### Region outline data
============================================================
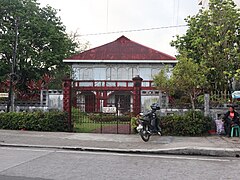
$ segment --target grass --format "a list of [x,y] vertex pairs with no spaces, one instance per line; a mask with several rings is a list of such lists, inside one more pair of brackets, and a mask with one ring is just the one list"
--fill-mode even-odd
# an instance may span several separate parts
[[74,123],[74,132],[78,133],[90,133],[95,131],[96,129],[100,129],[101,127],[110,127],[115,125],[116,122],[104,122],[104,123],[97,123],[97,122],[84,122],[84,123]]

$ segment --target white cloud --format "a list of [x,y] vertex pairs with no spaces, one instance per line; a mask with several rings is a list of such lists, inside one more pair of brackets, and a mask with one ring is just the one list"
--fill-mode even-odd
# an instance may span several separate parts
[[[198,12],[198,0],[38,0],[61,11],[67,31],[80,34],[146,29],[185,24],[184,18]],[[108,4],[107,4],[108,2]],[[184,33],[186,28],[158,29],[151,31],[83,36],[91,48],[114,41],[121,35],[174,56],[169,45],[173,36]]]

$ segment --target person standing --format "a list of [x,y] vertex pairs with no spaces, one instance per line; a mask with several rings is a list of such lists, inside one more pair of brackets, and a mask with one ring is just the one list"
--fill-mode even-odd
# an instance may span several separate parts
[[231,136],[231,129],[233,126],[239,126],[239,114],[235,111],[234,106],[229,107],[228,112],[223,117],[224,129],[228,137]]

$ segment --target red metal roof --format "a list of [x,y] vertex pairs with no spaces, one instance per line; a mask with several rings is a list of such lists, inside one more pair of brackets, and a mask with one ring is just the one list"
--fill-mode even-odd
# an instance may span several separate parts
[[113,42],[73,55],[66,60],[176,60],[176,58],[121,36]]

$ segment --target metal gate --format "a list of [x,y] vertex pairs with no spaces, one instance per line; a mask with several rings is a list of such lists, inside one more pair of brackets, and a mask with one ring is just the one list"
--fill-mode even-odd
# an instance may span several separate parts
[[72,108],[74,131],[84,133],[131,133],[131,93],[113,92],[107,104],[100,101],[100,112],[96,112],[97,98],[94,93],[78,92]]

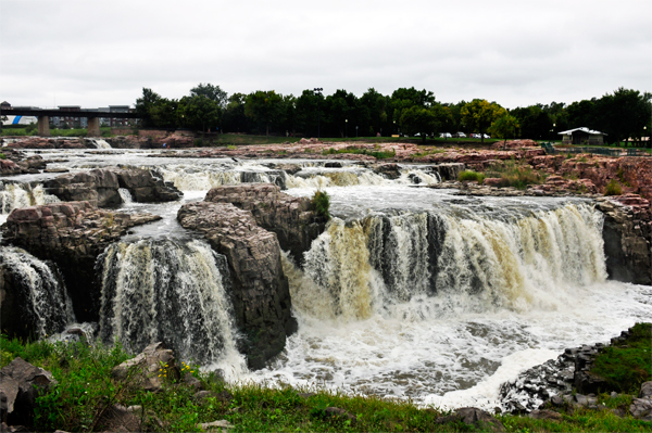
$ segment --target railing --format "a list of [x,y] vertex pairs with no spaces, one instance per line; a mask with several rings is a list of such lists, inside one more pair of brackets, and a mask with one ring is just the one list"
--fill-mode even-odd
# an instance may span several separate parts
[[[589,147],[574,147],[555,149],[552,143],[541,143],[541,148],[549,155],[556,155],[560,153],[593,153],[603,156],[652,156],[645,151],[639,149],[613,149],[613,148],[589,148]],[[626,151],[626,152],[624,152]]]

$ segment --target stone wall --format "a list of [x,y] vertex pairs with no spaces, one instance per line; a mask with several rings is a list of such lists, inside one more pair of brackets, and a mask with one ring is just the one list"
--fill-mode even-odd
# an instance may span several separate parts
[[226,256],[236,324],[244,335],[240,349],[250,368],[264,367],[297,329],[276,234],[259,227],[251,212],[230,203],[186,204],[177,219],[203,233],[213,250]]

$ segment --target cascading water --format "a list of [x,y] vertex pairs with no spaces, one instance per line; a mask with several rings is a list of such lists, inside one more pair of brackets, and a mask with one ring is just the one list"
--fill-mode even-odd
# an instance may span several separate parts
[[305,277],[329,297],[330,315],[347,319],[438,292],[469,295],[466,307],[480,311],[527,310],[550,306],[551,283],[606,279],[601,225],[600,213],[573,204],[514,221],[426,212],[335,219],[305,254]]
[[201,241],[117,242],[98,258],[102,283],[100,335],[134,353],[163,341],[186,360],[229,362],[236,349],[226,259]]
[[24,250],[3,246],[0,250],[0,268],[5,275],[2,280],[8,284],[4,290],[14,300],[14,306],[20,310],[20,322],[28,333],[42,338],[61,332],[66,324],[75,321],[65,284],[52,265]]
[[421,211],[334,218],[303,270],[284,260],[299,332],[255,380],[492,409],[510,374],[652,314],[605,281],[587,202],[424,211],[415,196]]
[[0,214],[9,214],[13,209],[57,203],[55,195],[47,194],[41,184],[4,183],[0,181]]

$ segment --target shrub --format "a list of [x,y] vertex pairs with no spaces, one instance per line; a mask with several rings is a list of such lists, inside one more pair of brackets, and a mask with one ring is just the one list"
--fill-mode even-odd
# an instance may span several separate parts
[[330,196],[326,191],[316,190],[312,198],[312,208],[318,216],[330,219],[328,208],[330,207]]
[[622,193],[623,189],[616,179],[610,180],[606,187],[604,187],[604,195],[620,195]]
[[473,171],[473,170],[464,170],[464,171],[460,173],[460,176],[457,178],[460,179],[461,182],[469,180],[469,181],[476,181],[478,183],[482,183],[482,181],[485,180],[485,175],[482,175],[481,173]]

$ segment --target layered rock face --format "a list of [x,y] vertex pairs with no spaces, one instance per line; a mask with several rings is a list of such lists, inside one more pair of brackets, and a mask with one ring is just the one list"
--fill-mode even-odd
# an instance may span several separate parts
[[120,205],[123,202],[120,188],[129,190],[136,202],[172,202],[181,198],[175,187],[140,168],[97,168],[59,176],[43,186],[49,194],[62,201],[96,202],[100,207]]
[[213,188],[205,201],[231,203],[251,212],[259,226],[276,233],[280,247],[289,251],[298,264],[327,222],[312,211],[310,199],[293,198],[271,183]]
[[89,202],[54,203],[12,211],[2,237],[40,259],[53,260],[65,278],[77,319],[97,321],[97,256],[130,227],[160,218],[102,211]]
[[236,324],[244,334],[240,349],[250,368],[262,368],[297,329],[276,235],[259,227],[251,212],[230,203],[186,204],[177,219],[202,232],[212,249],[226,256]]
[[626,194],[601,199],[606,271],[613,280],[652,284],[652,215],[648,200]]

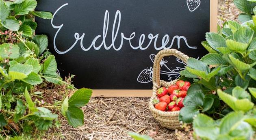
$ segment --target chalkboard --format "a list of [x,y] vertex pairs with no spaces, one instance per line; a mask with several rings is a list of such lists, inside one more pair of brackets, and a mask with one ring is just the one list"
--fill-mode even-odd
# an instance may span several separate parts
[[[52,20],[36,18],[36,33],[48,36],[61,76],[75,75],[77,88],[150,89],[160,50],[176,49],[196,58],[207,53],[201,42],[210,31],[210,0],[37,2],[36,10],[54,14]],[[184,65],[165,58],[161,79],[178,78]]]

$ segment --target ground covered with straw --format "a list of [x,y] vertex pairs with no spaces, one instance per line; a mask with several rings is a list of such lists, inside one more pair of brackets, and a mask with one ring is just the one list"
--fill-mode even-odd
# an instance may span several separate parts
[[[219,24],[237,19],[232,0],[219,0]],[[191,139],[189,127],[182,131],[161,127],[148,108],[149,97],[93,97],[83,110],[85,125],[74,128],[63,119],[59,130],[51,129],[46,139],[130,140],[128,132],[148,135],[154,140]]]

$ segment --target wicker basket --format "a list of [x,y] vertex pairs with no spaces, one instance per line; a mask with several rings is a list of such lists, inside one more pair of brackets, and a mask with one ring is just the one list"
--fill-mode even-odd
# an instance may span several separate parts
[[156,96],[156,90],[161,86],[168,87],[174,84],[176,80],[167,82],[160,80],[160,62],[164,56],[174,56],[187,63],[189,57],[180,52],[175,49],[164,50],[159,52],[155,58],[153,75],[153,95],[149,102],[149,107],[153,116],[161,125],[171,129],[180,129],[181,124],[179,121],[179,111],[163,112],[155,108],[153,100]]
============================================================
### Required task
Reproduce every line of the data above verbatim, omitting the pictures.

### Solution for this problem
$ segment --target grass --format "a list of [x,y] vertex pairs with no spaces, one instance per line; a mask with several rings is a list of such lists, inside one more pair of brackets, and a mask with one ring is just the one list"
--fill-mode even-odd
# an instance may span several separate parts
[[74,123],[74,132],[78,133],[90,133],[95,131],[96,129],[100,129],[101,127],[110,127],[115,125],[116,122],[104,122],[104,123],[97,123],[97,122],[84,122],[84,123]]

$ segment --target white cloud --format "a list of [x,y] vertex pairs with no spaces, one instance per line; a mask with several rings is a list of such lists, inside one more pair of brackets, and a mask with one ring is just the one list"
--fill-mode even-odd
# an instance may span several separate parts
[[[198,12],[198,0],[38,0],[61,11],[67,31],[80,34],[146,29],[185,24],[184,18]],[[108,4],[107,4],[108,2]],[[184,33],[186,28],[158,29],[151,31],[83,36],[91,48],[114,41],[121,35],[174,56],[169,45],[173,36]]]

$ segment --target person standing --format "a list of [x,y] vertex pairs with no spaces, one instance per line; a mask with several rings is a list of such lists, inside one more pair of brackets, and a mask with one ring is just the one list"
--fill-mode even-odd
# an instance may span several separate parts
[[231,136],[231,129],[233,126],[239,126],[239,114],[235,111],[234,106],[229,107],[228,112],[223,117],[224,129],[228,137]]

$ segment --target red metal roof --format "a list of [x,y] vertex pairs with no spaces, one instance per line; a mask with several rings is a list of such lists, inside one more pair of brackets, and a mask with one ring is just the one list"
--fill-mode even-odd
# an instance may span several separate parts
[[113,42],[73,55],[66,60],[176,60],[176,58],[121,36]]

$ segment --target metal gate --format "a list of [x,y] vertex pairs with no spaces, one instance per line; a mask with several rings is a list of such lists, inside one more pair of brackets, and a mask with one ring is just the one list"
--fill-mode even-odd
# an instance may span several separate parts
[[72,108],[74,131],[84,133],[131,133],[131,93],[113,92],[107,104],[100,101],[100,112],[96,112],[97,98],[94,93],[78,92]]

$ segment --target railing --format "a list of [x,y] vertex pairs with no spaces, one instance per line; a mask with several rings is a list of such lists, inside one more pair of brackets, and a mask with one ring is just the one list"
--fill-mode even-odd
# an instance may span several separate parts
[[[589,147],[574,147],[555,149],[552,143],[541,143],[541,148],[549,155],[556,155],[560,153],[593,153],[603,156],[652,156],[645,151],[639,149],[613,149],[613,148],[589,148]],[[626,151],[626,152],[624,152]]]

$ segment --target stone wall --format "a list of [x,y] vertex pairs with no spaces, one instance per line; a mask with several rings is a list of such lists, inside one more pair of brackets, and a mask with one ring is just the one list"
--fill-mode even-odd
# an instance may span several separate parts
[[226,256],[236,324],[244,335],[240,349],[250,368],[264,367],[297,329],[276,234],[259,227],[251,212],[230,203],[186,204],[177,219],[203,233],[213,250]]

$ segment --target cascading water --format "a list of [x,y] vertex pairs with no spaces, one instance per line; a mask with several rings is a list of such lists, inside one more pair of brackets, and a mask with one ring is just the one list"
--fill-mode even-odd
# an instance may span several separate parts
[[305,277],[329,297],[330,315],[347,319],[438,292],[469,295],[466,307],[480,311],[527,310],[550,306],[551,283],[606,279],[601,225],[600,213],[573,204],[514,221],[426,212],[335,219],[305,254]]
[[201,241],[117,242],[98,258],[102,283],[100,335],[134,353],[163,341],[186,360],[229,362],[236,349],[226,259]]
[[24,250],[3,246],[0,250],[0,268],[5,275],[2,280],[8,284],[4,290],[14,300],[14,306],[20,310],[20,322],[28,333],[42,338],[61,332],[66,324],[75,321],[65,284],[52,265]]
[[421,211],[334,218],[303,270],[284,260],[299,332],[255,380],[492,409],[510,374],[652,314],[605,281],[587,202],[424,211],[415,196]]
[[0,214],[9,214],[13,209],[57,203],[55,195],[47,194],[41,184],[4,183],[0,181]]

$ segment --target shrub --format "a list of [x,y] vertex pairs with no spaces, one instance per line; a mask with several rings is a list of such lists, inside one more pair of brackets, and a mask with one ring is just the one list"
--fill-mode even-odd
# an instance may span several separate parts
[[330,196],[326,191],[316,190],[312,198],[312,208],[318,216],[330,219],[328,208],[330,207]]
[[622,193],[623,189],[616,179],[610,180],[606,187],[604,187],[604,195],[620,195]]
[[473,171],[473,170],[464,170],[464,171],[460,173],[460,176],[457,178],[460,179],[461,182],[469,180],[469,181],[476,181],[478,183],[482,183],[482,181],[485,180],[485,175],[482,175],[481,173]]

$ segment --target layered rock face --format "a list of [x,y] vertex pairs with no spaces, one instance per line; a mask with several rings is a list of such lists, inside one more pair of brackets, and a mask with one ring is just the one list"
--fill-mode even-odd
# an instance may span several separate parts
[[120,205],[123,202],[120,188],[129,190],[136,202],[172,202],[181,198],[175,187],[140,168],[97,168],[59,176],[43,186],[49,194],[62,201],[96,202],[100,207]]
[[213,188],[205,201],[231,203],[251,212],[259,226],[276,233],[280,247],[289,251],[298,264],[327,222],[312,211],[310,199],[293,198],[271,183]]
[[89,202],[54,203],[12,211],[2,237],[40,259],[53,260],[65,278],[77,319],[97,321],[97,256],[130,227],[160,218],[102,211]]
[[236,324],[244,334],[240,349],[250,368],[262,368],[297,329],[276,235],[259,227],[251,212],[230,203],[186,204],[177,219],[202,232],[212,249],[226,256]]
[[626,194],[601,199],[606,271],[613,280],[652,284],[652,215],[648,200]]

$ segment --target chalkboard --format "a list of [x,y] vertex pairs with no spaces, one instance per line; a mask with several rings is a list of such lists, inside one more pair of brackets, and a mask with one ring is just the one list"
--fill-mode even-odd
# an instance may span several separate parts
[[[52,20],[36,18],[36,33],[48,36],[61,76],[75,75],[77,88],[150,89],[160,50],[176,49],[196,58],[207,53],[201,42],[210,31],[210,0],[37,2],[36,10],[54,14]],[[184,65],[165,58],[161,79],[178,78]]]

$ segment --target ground covered with straw --format "a list of [x,y] vertex pairs with no spaces, one instance per line; a mask with several rings is a list of such lists, inside one more pair of brackets, and a mask with one ring is just the one list"
--fill-mode even-odd
# an instance may span several separate parts
[[[219,24],[237,19],[232,0],[219,0]],[[191,139],[189,127],[182,131],[161,127],[148,108],[149,97],[93,97],[83,110],[85,125],[74,128],[63,119],[59,130],[51,129],[46,139],[130,140],[128,132],[148,135],[154,140]]]

$ segment --target wicker basket --format "a list of [x,y] vertex pairs with no spaces, one instance per line; a mask with several rings is a list of such lists, inside one more pair of brackets, and a mask with one ring is just the one list"
--fill-mode even-odd
# an instance may span several separate parts
[[156,96],[156,90],[161,86],[168,87],[174,84],[176,80],[167,82],[160,80],[160,62],[164,56],[174,56],[187,63],[189,57],[180,52],[175,49],[164,50],[159,52],[155,58],[153,75],[153,95],[149,102],[149,107],[153,116],[161,125],[171,129],[180,129],[181,124],[179,121],[179,111],[163,112],[155,108],[153,100]]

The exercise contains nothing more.